● ИСХОДНЫЙ ТЕКСТ:
>>
Феномен Владимира Меньшова не в народной любви – с ней как раз всё понятно, раз речь об авторе, чьи хиты времен журнала «Советский экран» живут в XXI веке как хиты YouTube. Его феномен – в отсутствии явной ненависти со стороны коллег по цеху, этого террариума единомышленников. При тех вводных, которые имел, он должен был в этой ненависти купаться, потому что кинематографисты почти во все времена и во всех странах – это фронда, а Меньшов всегда был «товарищем начальником», которому за державу обидно.
Он регулярно оказывался за то, против чего интеллигенция ворчала: за войну в Чечне и за присоединение Крыма, за четвертый срок Путина и за «Единую Россию», за советский патриотизм и за русский Донбасс. До конца дней своих занимал пост председателя Общественного совета при ФСИН РФ – филиала ада на земле, по мнению либеральных правозащитников, но не их одних.
<<
● ФРАГМЕНТ НАБОРА ДАННЫХ:
>>
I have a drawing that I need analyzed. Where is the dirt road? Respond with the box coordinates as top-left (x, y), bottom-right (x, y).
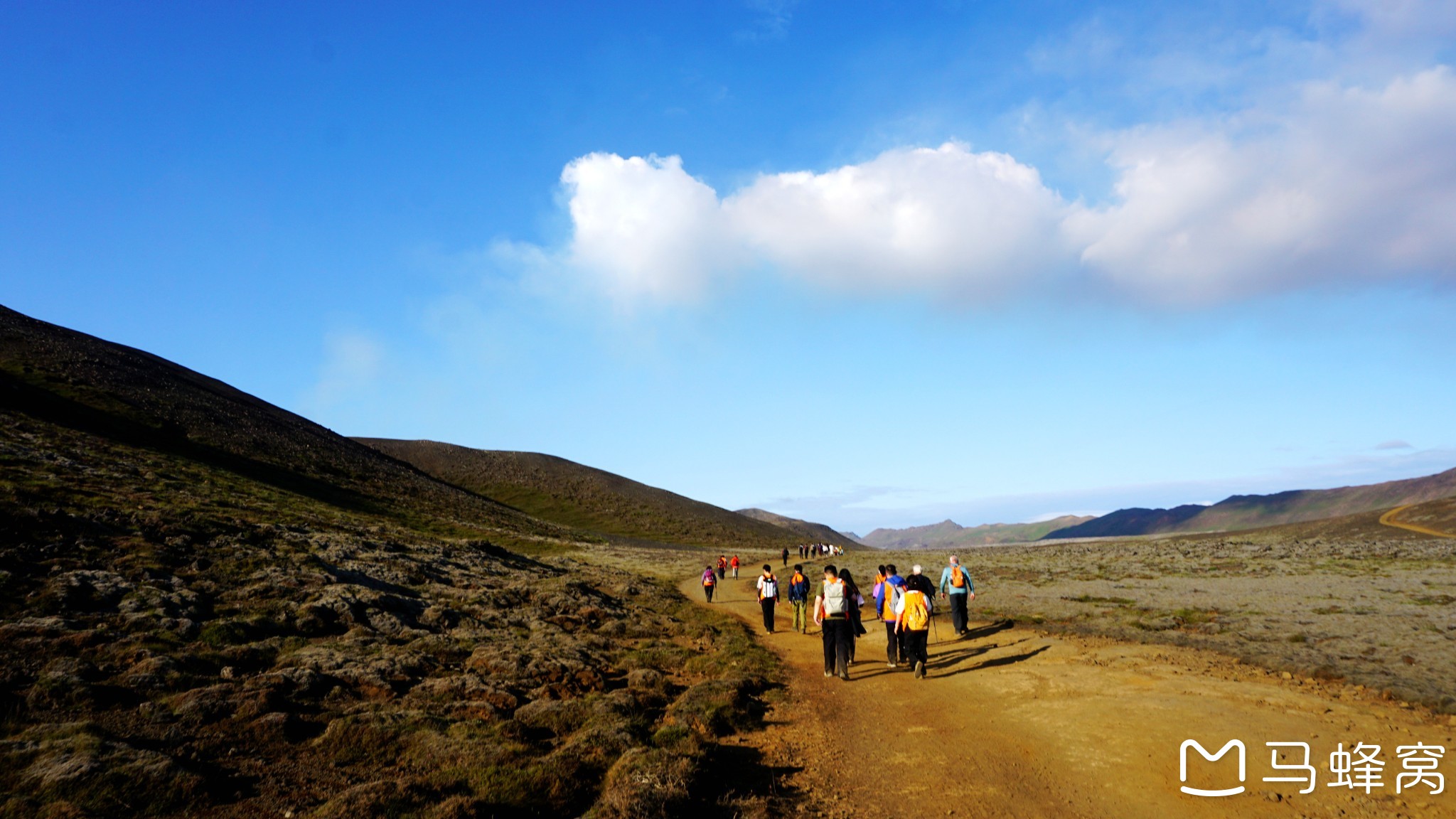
top-left (681, 577), bottom-right (1456, 819)
top-left (1381, 503), bottom-right (1456, 537)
<<
● ЗАДАНИЯ:
A: Изложите текст о Меньшове в двух предложениях.
B: Перечислите всё, за что, согласно тексту о Меньшове, он регулярно выступал вопреки ворчанию интеллигенции.

● ОТВЕТЫ ПО ЗАДАНИЯМ:
A: Феномен Владимира Меньшова в том, что коллеги-кинематографисты не питали к нему явной ненависти, хотя кинематографисты почти всегда фронда, а он всегда был «товарищем начальником». Он регулярно поддерживал то, против чего ворчала интеллигенция, и до конца дней возглавлял Общественный совет при ФСИН РФ.

B:
- война в Чечне
- присоединение Крыма
- четвертый срок Путина
- «Единая Россия»
- советский патриотизм
- русский Донбасс